**Data extract:**
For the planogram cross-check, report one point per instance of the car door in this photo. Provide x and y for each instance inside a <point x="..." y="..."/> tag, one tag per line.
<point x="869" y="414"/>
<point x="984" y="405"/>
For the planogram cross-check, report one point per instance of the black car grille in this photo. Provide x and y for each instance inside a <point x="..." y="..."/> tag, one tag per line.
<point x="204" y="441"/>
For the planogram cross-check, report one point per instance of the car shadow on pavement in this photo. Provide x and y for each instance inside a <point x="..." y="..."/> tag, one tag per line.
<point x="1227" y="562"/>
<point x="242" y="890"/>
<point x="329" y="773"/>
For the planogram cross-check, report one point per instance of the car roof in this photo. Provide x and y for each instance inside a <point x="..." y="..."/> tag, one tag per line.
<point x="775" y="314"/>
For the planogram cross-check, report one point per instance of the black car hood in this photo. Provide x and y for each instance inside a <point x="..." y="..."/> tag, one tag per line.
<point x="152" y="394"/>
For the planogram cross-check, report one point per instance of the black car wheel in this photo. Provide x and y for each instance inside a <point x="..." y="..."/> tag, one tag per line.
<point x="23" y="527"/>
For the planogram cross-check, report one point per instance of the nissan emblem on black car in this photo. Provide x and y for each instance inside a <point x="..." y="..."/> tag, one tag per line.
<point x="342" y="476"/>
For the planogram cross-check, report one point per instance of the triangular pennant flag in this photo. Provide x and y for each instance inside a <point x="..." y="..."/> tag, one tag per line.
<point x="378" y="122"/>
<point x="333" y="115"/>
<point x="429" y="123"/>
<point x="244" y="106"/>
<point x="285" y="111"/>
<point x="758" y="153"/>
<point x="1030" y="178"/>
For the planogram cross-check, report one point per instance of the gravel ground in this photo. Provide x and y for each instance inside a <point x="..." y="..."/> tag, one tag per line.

**Exercise goal:**
Repeat the data precisely, line by line.

**Response to this exercise:**
For the planogram cross-check, report one point per instance of the car door in this photo. Provide x and y for each instance inside a <point x="..." y="..."/> tag, one tag per line.
<point x="869" y="414"/>
<point x="984" y="405"/>
For the planogram cross-check, report one point per instance of the black car grille in this photo. Provide x and y for each instance inside a <point x="..." y="..."/> tag, one tag per line.
<point x="204" y="441"/>
For the planogram cross-check, report one point per instance of the car shadow on pavement in this photo. Provide x and y for each instance inside a <point x="..." y="..."/> tag, one tag per line.
<point x="1227" y="562"/>
<point x="242" y="890"/>
<point x="329" y="773"/>
For the planogram cross-check, report one point per instance of the car roof in this photo. Provide x and y for each instance inside a <point x="..." y="..."/> tag, one tag per line.
<point x="775" y="314"/>
For the planogram cross-check, report one point per instance of the black car hood in this photo. Provide x and y for each instance inside a <point x="..." y="..."/> tag, one tag per line.
<point x="152" y="394"/>
For the planogram cross-check, report one point per instance of the black car wheel in this photo. Provide x and y for each instance inside a <point x="..." y="..."/> tag, one tag per line.
<point x="23" y="527"/>
For the planogram cross-check, report one point per instance of the nissan emblem on black car in this photo. Provide x and y for each instance inside a <point x="..." y="..."/> tag, one tag per line.
<point x="342" y="476"/>
For the planogram cross-check, report one point per instance of the triangular pennant flag in this photo. Provide x and y for each instance inside a <point x="..." y="..."/> tag, one tag per line.
<point x="378" y="122"/>
<point x="333" y="115"/>
<point x="429" y="123"/>
<point x="244" y="106"/>
<point x="285" y="111"/>
<point x="758" y="153"/>
<point x="1030" y="178"/>
For the planogram cross-check, report one point per instance of the gravel ground in this photo. Provide x and y for each instance inside a <point x="..." y="..."/> tag, one tag per line.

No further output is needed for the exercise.